Copy every entry precisely.

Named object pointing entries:
──────────────────────────────

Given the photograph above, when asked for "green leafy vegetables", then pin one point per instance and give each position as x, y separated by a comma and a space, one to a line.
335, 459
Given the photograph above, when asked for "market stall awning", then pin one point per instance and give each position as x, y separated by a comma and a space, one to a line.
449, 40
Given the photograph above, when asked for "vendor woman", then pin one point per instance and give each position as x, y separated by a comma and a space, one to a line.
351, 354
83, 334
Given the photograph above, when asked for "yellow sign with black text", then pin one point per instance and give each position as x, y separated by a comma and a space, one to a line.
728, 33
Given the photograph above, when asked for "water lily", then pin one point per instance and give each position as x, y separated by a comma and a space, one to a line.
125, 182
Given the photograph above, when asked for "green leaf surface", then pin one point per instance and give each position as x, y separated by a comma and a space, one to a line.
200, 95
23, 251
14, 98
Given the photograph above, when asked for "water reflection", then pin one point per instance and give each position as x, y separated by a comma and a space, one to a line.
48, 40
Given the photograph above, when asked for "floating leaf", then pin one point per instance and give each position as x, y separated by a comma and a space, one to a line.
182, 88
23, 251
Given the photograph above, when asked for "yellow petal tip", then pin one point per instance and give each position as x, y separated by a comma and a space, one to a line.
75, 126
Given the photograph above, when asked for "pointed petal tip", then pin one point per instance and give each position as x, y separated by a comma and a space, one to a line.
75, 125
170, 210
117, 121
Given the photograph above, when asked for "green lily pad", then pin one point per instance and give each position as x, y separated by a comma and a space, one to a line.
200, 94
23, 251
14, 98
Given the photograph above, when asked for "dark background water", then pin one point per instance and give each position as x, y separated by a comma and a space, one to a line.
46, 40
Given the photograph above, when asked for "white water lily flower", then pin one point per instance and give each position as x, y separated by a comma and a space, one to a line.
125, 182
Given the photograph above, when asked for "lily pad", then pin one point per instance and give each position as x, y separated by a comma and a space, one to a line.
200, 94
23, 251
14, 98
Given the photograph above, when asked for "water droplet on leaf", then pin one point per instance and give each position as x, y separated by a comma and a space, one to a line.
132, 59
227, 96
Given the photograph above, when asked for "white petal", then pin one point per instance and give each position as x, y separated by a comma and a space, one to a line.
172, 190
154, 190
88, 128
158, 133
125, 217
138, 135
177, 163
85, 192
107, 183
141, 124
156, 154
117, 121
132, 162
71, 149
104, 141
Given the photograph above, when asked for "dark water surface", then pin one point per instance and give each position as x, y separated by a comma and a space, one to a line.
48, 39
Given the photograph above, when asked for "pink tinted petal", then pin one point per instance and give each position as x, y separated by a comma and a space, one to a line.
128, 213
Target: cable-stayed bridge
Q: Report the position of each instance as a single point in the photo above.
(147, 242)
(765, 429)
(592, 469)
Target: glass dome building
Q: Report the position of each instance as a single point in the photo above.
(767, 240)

──────────────────────────────

◆ **RESPONSE TO THE EXERCISE**
Given the photograph above, when asked for "green leafy vegetables", then pin one point per instance and give each position as x, y separated by a comma and a space, one to a line.
335, 459
Given the photograph above, when asked for "market stall awning", then pin one point per instance and give each position as x, y separated by a comma and a space, one to a line.
449, 40
Given the photograph above, when asked for "vendor woman", then pin one point per instance and give each position as x, y separated by a comma and a space, one to a line.
351, 354
83, 334
Given the photograph above, when asked for "yellow sign with black text", then pin one point per instance and give each position as x, y separated by a comma and a space, one to a line.
728, 33
Given the photograph above, when asked for "water lily", then pin one point per instance and give each position as x, y separated by a comma and a space, one to a line.
125, 182
Given the photograph above, when asked for "green leaf surface", then pin one point per instance and give each position as x, y separated by a comma and a space, one to a line.
200, 95
23, 251
14, 98
Given the photograph above, when asked for "water reflection", then pin one point per instance and give each position as x, y separated by a comma and a space, one to a line.
48, 40
Given the photograph above, when asked for "floating leaf", then pin one point per instance and give each position as x, y separated by a comma and a space, one to a line.
182, 88
23, 251
Given the photograph above, when asked for "yellow petal tip", then pin one point per instance and give each position as x, y separated by a comma and a space, one to a line.
75, 126
Given the photograph above, when asked for "pointed petal tip", then pin one point per instance and give each position as x, y separated by a comma and a space, one to a line.
75, 125
170, 210
117, 121
Given the photograph above, when asked for "green lily pad", then pin one point per instance and give each position as x, y separated by a comma and a space, one to a line.
200, 94
23, 251
14, 98
Given the photograph above, when asked for "dark background water", then pin one point per instance and give each position as x, y separated by a comma and a space, one to a line.
46, 40
Given the photograph above, when asked for "white water lily flower", then pin one point per instance and give each position as x, y separated by a comma and a space, one to a line.
125, 182
Given the photograph above, when asked for "lily pad", then pin one point per instance and give each position as x, y separated by a comma and a space, one to a line.
200, 94
23, 251
14, 98
Given the photograph above, when asked for "water droplet on leaf", then pin one point per instance and give each position as x, y separated by a comma and a space, one to a line.
132, 59
227, 96
Given the photograph above, when asked for "white petal", then pin one point per instance and give each position as x, y separated by a comma and a space, one to a line.
172, 190
154, 190
88, 128
158, 133
125, 217
138, 135
177, 163
85, 192
107, 183
141, 124
156, 154
117, 121
132, 162
71, 149
104, 141
Given the photograph above, when asked for "dark water surface", then pin one point per instance and give each position as x, y separated by a comma and a space, one to a line.
48, 39
Given the photograph above, when asked for "pink tinted petal", then pin one point per instance and give each position as x, y separated by a comma and a space, one to a line.
128, 213
Target: cable-stayed bridge
Q: Report the position of each instance as a single point in the photo above.
(147, 242)
(765, 429)
(592, 469)
Target: glass dome building
Q: Report the position of each instance as a single point in the photo above.
(767, 240)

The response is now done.